■ Task to carry out
Copy every line below verbatim, leaving out the pictures.

Source records:
=====

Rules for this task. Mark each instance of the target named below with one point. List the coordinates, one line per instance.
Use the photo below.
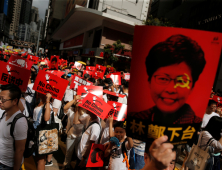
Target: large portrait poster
(171, 78)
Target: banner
(96, 156)
(33, 58)
(87, 72)
(57, 73)
(95, 90)
(54, 62)
(119, 111)
(11, 74)
(96, 105)
(77, 65)
(114, 94)
(97, 75)
(115, 78)
(170, 83)
(100, 68)
(79, 81)
(20, 62)
(127, 76)
(91, 68)
(48, 83)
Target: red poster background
(54, 64)
(145, 37)
(96, 90)
(17, 75)
(56, 86)
(33, 59)
(100, 68)
(90, 68)
(119, 110)
(87, 72)
(96, 156)
(97, 75)
(115, 78)
(95, 105)
(79, 81)
(20, 62)
(113, 93)
(127, 76)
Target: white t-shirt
(116, 158)
(105, 134)
(91, 134)
(29, 98)
(6, 140)
(206, 119)
(75, 131)
(68, 94)
(124, 99)
(36, 112)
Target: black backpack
(30, 145)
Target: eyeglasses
(4, 100)
(181, 81)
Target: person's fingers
(164, 147)
(156, 143)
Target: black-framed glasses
(179, 80)
(4, 100)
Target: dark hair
(211, 102)
(214, 127)
(54, 59)
(108, 81)
(86, 76)
(174, 50)
(93, 155)
(14, 91)
(125, 83)
(92, 80)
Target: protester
(210, 112)
(45, 101)
(212, 136)
(11, 150)
(90, 136)
(117, 153)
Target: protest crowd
(47, 100)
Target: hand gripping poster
(46, 82)
(171, 78)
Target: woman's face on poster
(170, 86)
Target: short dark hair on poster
(174, 50)
(14, 91)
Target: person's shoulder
(145, 114)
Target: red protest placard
(11, 74)
(57, 73)
(96, 156)
(111, 69)
(79, 81)
(96, 90)
(87, 72)
(115, 78)
(127, 76)
(119, 111)
(172, 72)
(113, 93)
(33, 59)
(48, 83)
(100, 68)
(97, 75)
(77, 65)
(96, 105)
(90, 68)
(54, 62)
(20, 62)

=====

■ Task output
Rules for this task. Mark each instance of the target named below with one point. List the coordinates, one line per instance.
Use the photo below.
Target: large portrait poster
(171, 78)
Target: banner
(96, 156)
(33, 58)
(87, 72)
(57, 73)
(95, 90)
(54, 62)
(119, 111)
(11, 74)
(96, 105)
(77, 65)
(114, 94)
(97, 75)
(115, 78)
(170, 83)
(100, 68)
(79, 81)
(20, 62)
(127, 76)
(91, 68)
(48, 83)
Target: red poster background
(54, 64)
(145, 37)
(96, 90)
(17, 75)
(56, 86)
(33, 59)
(100, 68)
(90, 68)
(119, 110)
(87, 72)
(96, 156)
(97, 75)
(115, 78)
(95, 105)
(79, 81)
(20, 62)
(113, 93)
(127, 76)
Target: white t-shirt
(116, 158)
(105, 134)
(91, 134)
(29, 98)
(6, 140)
(206, 119)
(75, 131)
(68, 94)
(124, 99)
(36, 112)
Target: black backpack
(30, 145)
Target: eyeglasses
(4, 100)
(181, 81)
Target: person's fingers
(164, 147)
(156, 143)
Target: black-framed glasses
(179, 80)
(4, 100)
Target: dark hair
(211, 102)
(214, 127)
(54, 59)
(108, 81)
(86, 76)
(174, 50)
(93, 155)
(14, 91)
(125, 83)
(92, 80)
Target: protester
(210, 112)
(45, 101)
(212, 136)
(11, 150)
(90, 136)
(117, 153)
Target: protest crowd
(47, 100)
Target: hand gripping poster
(46, 82)
(171, 78)
Target: woman's face on poster
(170, 86)
Target: short dark hair on poster
(174, 50)
(14, 91)
Target: person's shoulder
(145, 114)
Target: red protest placard
(11, 74)
(57, 73)
(96, 156)
(111, 69)
(79, 81)
(96, 90)
(87, 72)
(115, 78)
(127, 76)
(119, 111)
(172, 72)
(113, 93)
(33, 59)
(48, 83)
(100, 68)
(97, 75)
(77, 65)
(96, 105)
(90, 68)
(54, 62)
(20, 62)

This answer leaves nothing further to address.